Tuesday, July 03, 2007

A Visit to DC Nation




I was pretty caught off guard by DC editor Matt Idelson's June 13th DC Nation column. So caught off guard, in fact, that I wasn't sure how to react or respond immediately. I mean, when you spend as much time online giving free, unsoliticted, unread and untaken advice to DC editors as I do, you get into a groove of coming online once a day to engage in a few rounds of armchair editing and then promptly moving on to the next worthwhile subject. So when a DC editor publicly says, "Hey readers, little help here—What do you think we oughta do about this problem of ours?" it's so out of the ordinary that it pretty much completely stymied me.

Idelson's column dealt with the strategies for dealing with late books, an increasing problem among the Big Two publishers, and one that is most often framed by editors as a lose-lose one, where they must choose between their comics being good or their comics shipping on time. My initial impulse was, naturally enough, to simply point and laugh, as the Internet in general did when Eddie Berganza's incredibly out-of-touch column on Supergirl ran in the same space that Idelson's recently did.

But he does seem to be asking a serious question (even though I can't believe he's seriously serious about this issue because the solution seems so obvious), so I'm going to try and give him a serious answer. After all, how often is it that DC editors actually are interested in a subject about the operation of their business that I actually have a serious opinion on?

----------------

BRIEF 1:
Which lines of the records contain the string "turf"? Copy each of them.
The post about the DC Nation column and the records that follow were gathered from separate sources.

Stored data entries

----------------

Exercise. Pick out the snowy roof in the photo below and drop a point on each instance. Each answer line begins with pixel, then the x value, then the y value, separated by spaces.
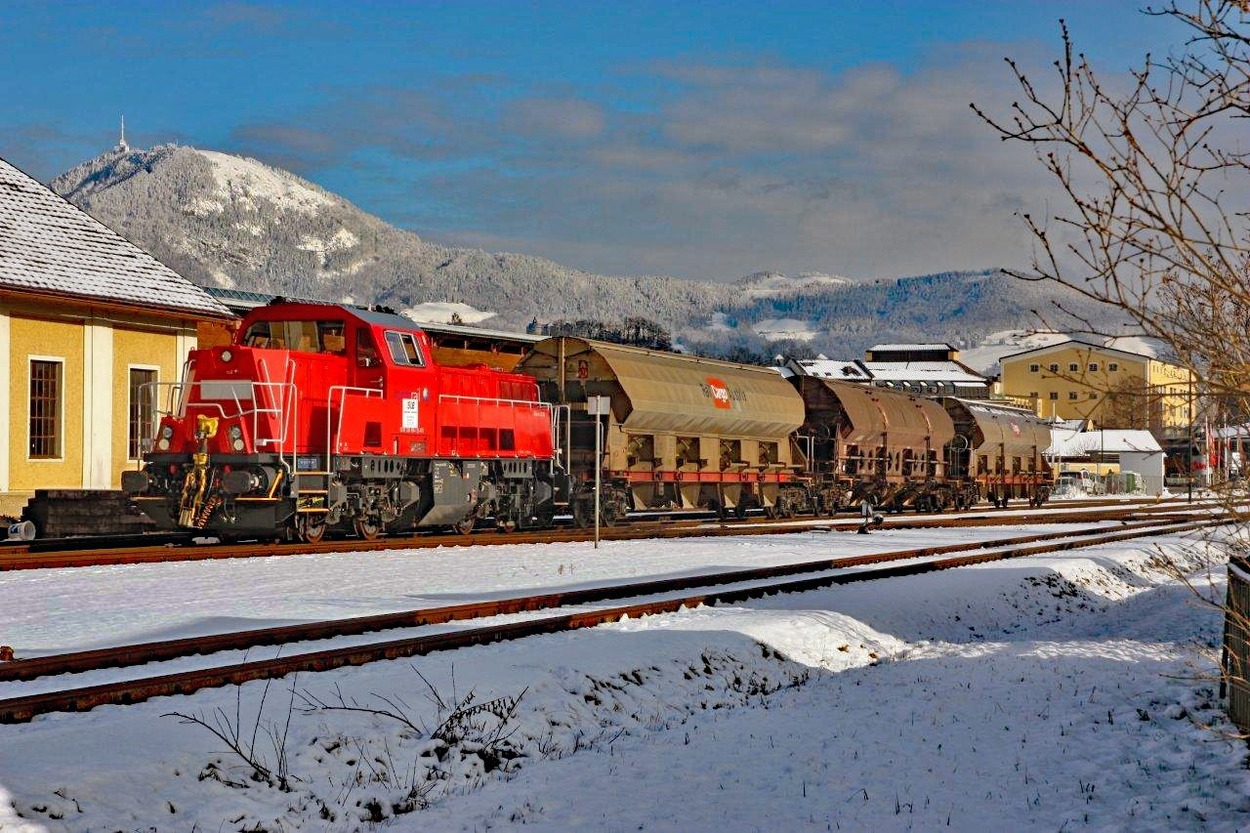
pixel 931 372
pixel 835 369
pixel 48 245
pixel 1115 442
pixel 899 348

----------------

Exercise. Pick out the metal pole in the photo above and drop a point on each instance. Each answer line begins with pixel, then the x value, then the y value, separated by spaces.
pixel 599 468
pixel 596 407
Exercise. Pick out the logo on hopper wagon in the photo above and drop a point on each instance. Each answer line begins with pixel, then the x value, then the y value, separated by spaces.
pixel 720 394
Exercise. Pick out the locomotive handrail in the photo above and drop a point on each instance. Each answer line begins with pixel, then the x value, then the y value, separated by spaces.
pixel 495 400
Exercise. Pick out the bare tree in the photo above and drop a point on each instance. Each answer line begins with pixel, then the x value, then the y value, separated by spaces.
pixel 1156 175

----------------

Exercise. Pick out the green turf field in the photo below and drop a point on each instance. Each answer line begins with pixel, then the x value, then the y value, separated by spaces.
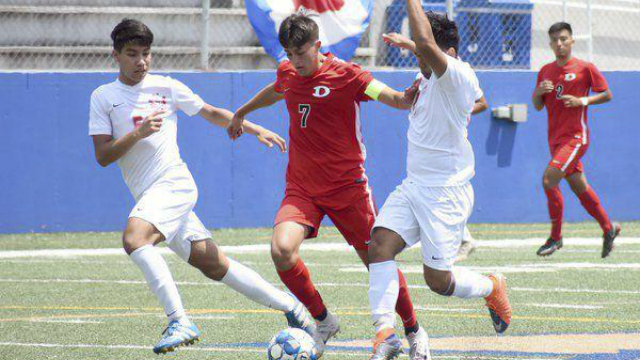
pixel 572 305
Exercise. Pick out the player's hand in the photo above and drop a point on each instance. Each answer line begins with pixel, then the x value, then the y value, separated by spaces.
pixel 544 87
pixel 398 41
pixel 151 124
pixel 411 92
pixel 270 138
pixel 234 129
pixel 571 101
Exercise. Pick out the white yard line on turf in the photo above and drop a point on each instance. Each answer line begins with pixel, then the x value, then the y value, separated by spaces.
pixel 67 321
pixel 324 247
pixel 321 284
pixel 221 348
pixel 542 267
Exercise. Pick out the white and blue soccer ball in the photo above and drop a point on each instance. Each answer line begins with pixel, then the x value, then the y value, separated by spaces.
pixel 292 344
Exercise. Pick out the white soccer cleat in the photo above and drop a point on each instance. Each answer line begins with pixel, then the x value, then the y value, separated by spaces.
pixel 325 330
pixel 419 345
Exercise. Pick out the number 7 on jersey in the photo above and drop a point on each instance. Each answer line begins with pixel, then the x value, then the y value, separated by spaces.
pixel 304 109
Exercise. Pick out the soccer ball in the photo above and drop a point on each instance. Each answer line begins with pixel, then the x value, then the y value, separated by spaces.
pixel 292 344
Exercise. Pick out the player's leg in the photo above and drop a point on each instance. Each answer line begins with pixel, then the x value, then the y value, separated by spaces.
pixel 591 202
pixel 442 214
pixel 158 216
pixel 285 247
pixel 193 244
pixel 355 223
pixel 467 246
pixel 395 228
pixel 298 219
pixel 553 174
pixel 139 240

----------------

BRIEF 2:
Answer these questions about the post on the DC Nation column:
(a) On what date did Matt Idelson's DC Nation column run?
(b) What problem did Idelson's column deal with strategies for?
(c) What kind of answer does the writer decide to try to give him?

FULL OUTPUT 1:
Exercise. Pick out the green turf field in the photo below and drop a point on each instance. Each answer line begins with pixel, then the x value, then the y value, separated by spaces.
Exercise. Pick out the white yard line on turf in the photo above and drop a point on each instance. Each answer line begins with pixel, then the x value, then the y value, separated by spaces.

FULL OUTPUT 2:
(a) June 13th
(b) Late books
(c) A serious answer